- _ЗАДАНИЕ_: Процитируйте все приведенные ниже записи без единого изменения. Изображения в ответ не включайте.

- _ИСХОДНЫЕ ЗАПИСИ_:

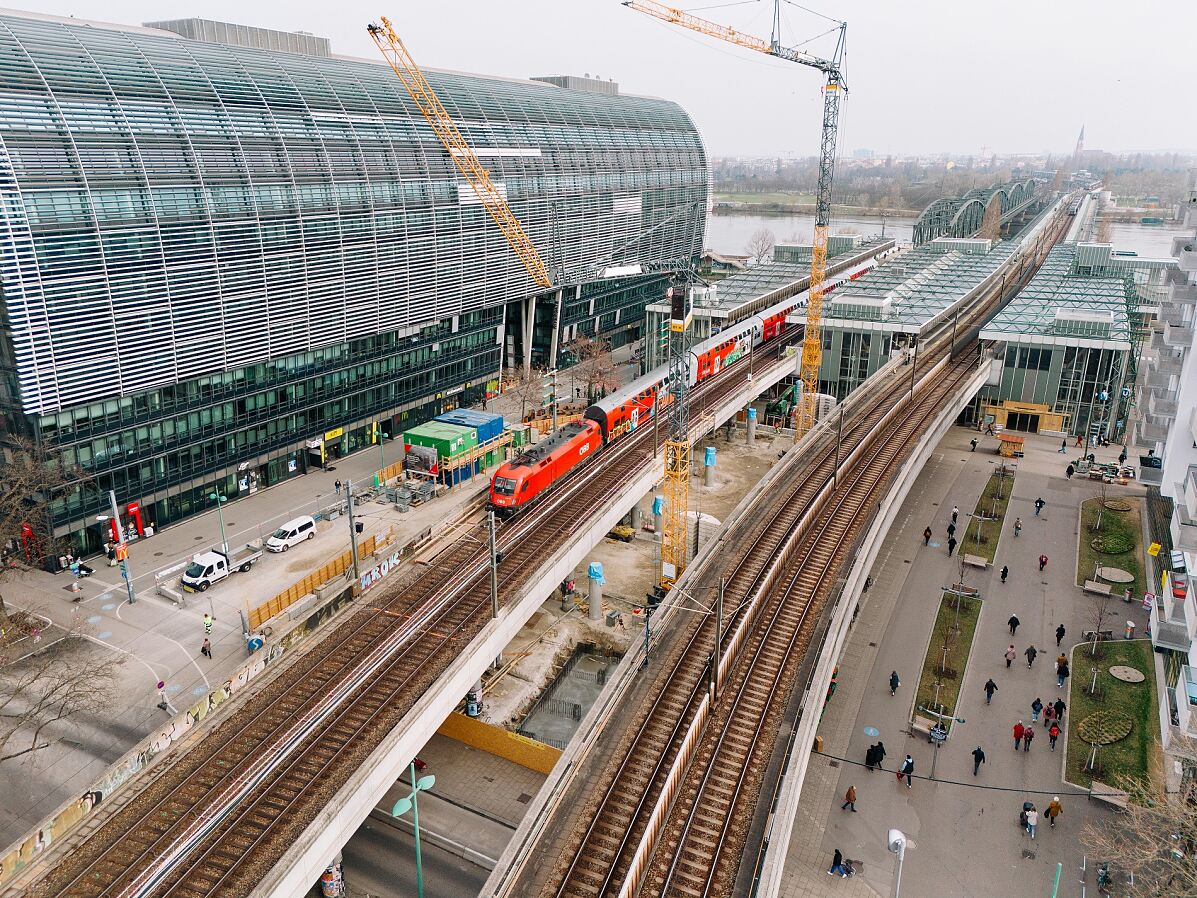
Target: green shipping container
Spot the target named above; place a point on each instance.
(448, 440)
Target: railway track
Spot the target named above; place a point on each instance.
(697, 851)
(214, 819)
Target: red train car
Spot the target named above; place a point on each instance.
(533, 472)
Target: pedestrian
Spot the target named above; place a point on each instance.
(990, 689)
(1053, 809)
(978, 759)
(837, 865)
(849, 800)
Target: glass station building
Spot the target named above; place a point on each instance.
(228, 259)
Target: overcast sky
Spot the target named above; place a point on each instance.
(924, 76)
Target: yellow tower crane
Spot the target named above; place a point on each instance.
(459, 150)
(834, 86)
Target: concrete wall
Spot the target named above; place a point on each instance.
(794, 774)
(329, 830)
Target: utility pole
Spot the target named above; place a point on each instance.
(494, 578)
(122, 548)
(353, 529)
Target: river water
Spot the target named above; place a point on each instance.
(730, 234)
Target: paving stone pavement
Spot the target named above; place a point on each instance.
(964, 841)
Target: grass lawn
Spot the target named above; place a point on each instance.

- _РЕЗУЛЬТАТ ВЫПОЛНЕНИЯ_:
Target: green shipping container
Spot the target named above; place a point on each instance.
(448, 440)
Target: railway track
Spot the target named above; place a point on each instance.
(697, 851)
(214, 819)
Target: red train car
Spot the target named above; place a point on each instance.
(533, 472)
Target: pedestrian
Spot the target named above; place a point on each instance.
(990, 689)
(1053, 809)
(978, 759)
(837, 865)
(849, 800)
Target: glass station building
Spot the target named above; place a point on each instance.
(228, 259)
Target: overcast sky
Spot the target named above; place a point on each instance.
(924, 76)
Target: yellow tower crane
Spot the target named above; place a point on each instance.
(459, 150)
(834, 86)
Target: concrete wall
Spot the target named above; place a point on each instance.
(794, 774)
(329, 830)
Target: utility pole
Spot the target named above; place a point on each instance.
(494, 578)
(122, 548)
(353, 529)
Target: river water
Spot the target named above; place a point on each instance.
(730, 234)
Target: paving stone pavement
Spot the target named above; place a point on each instance.
(964, 841)
Target: grass lawn
Spot the target named above; place a point on each instance.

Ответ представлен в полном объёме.